Document:

This is a good point. I thought about this a bit after first playing KOTORII, and finally wrote some dialogue management code to see how scalable it could be. I think that the saving grace of a nominally more complex system is that it would not be strictly necessary to have unique responses for M/F/DS/LS/etc... in many cases dialogue responses would be identical, but the (non-conversational) *side effects* of the player's choices would be different. So instead of increasing complexity of the dialogue tree, the additional complexity gets offloaded to the force/influence/status maintenance code, which already exists and is (or should be) always running anyway.
Aside from such side effects, much of the dialogue has a limited scope (conversation, quest, planet), and if proper bookkeeping (with respect to force/influence/etc) is done the amount of information that must carry over from one scope to another is minimal. This keeps the state-machine complexity that would otherwise arise down to a much more manageable level... the 'next action' table becomes a (very) sparse matrix and the number of states that must be tracked drops from n^p (n = number of independent dialogues, p for m/f/LS/DS/etc options) to something less than or equal to n*p... the point being that the complexity can grow as a linear function rather than a power function, resulting in much more scalable code.

Dataset content:
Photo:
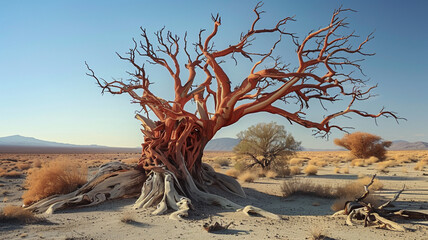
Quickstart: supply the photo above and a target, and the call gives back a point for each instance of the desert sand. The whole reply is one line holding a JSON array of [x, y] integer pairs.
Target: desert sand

Set task: Carry the post on dialogue scalability forward from its last sentence. The lines have nothing to do with the post on dialogue scalability.

Right answer:
It seems to me that an NPC that reacts to you based on your actual stats (all simple numbers that are already tracked: the NPC already knows your gender, there are already numbers assigned to force and player level etc) rather than on what your response was to a specific question in a specific conversation on some other planet would seem much more 'intelligent'... the information still gets carried over, in the form of the effect it had on your stats. For quests and plotlines that are more global in scope, more rigorous accounting can be done, but this represents a small fraction of the interactions you have throughout the game.
There is also a reasonably compact fuzzy-logic representation of this type of data that is already used for AI; applying this to management of the PC's state would result in a system that, while not explicitly guaranteeing a specific NPC response, would base NPC's reactions on any number of qualifiers (history, alignment, gender etc) in a contextual manner without excess baggage. It basically provides each NPC with a personality that reacts to your state of being rather than giving them each a list of responses that may or may not be in context.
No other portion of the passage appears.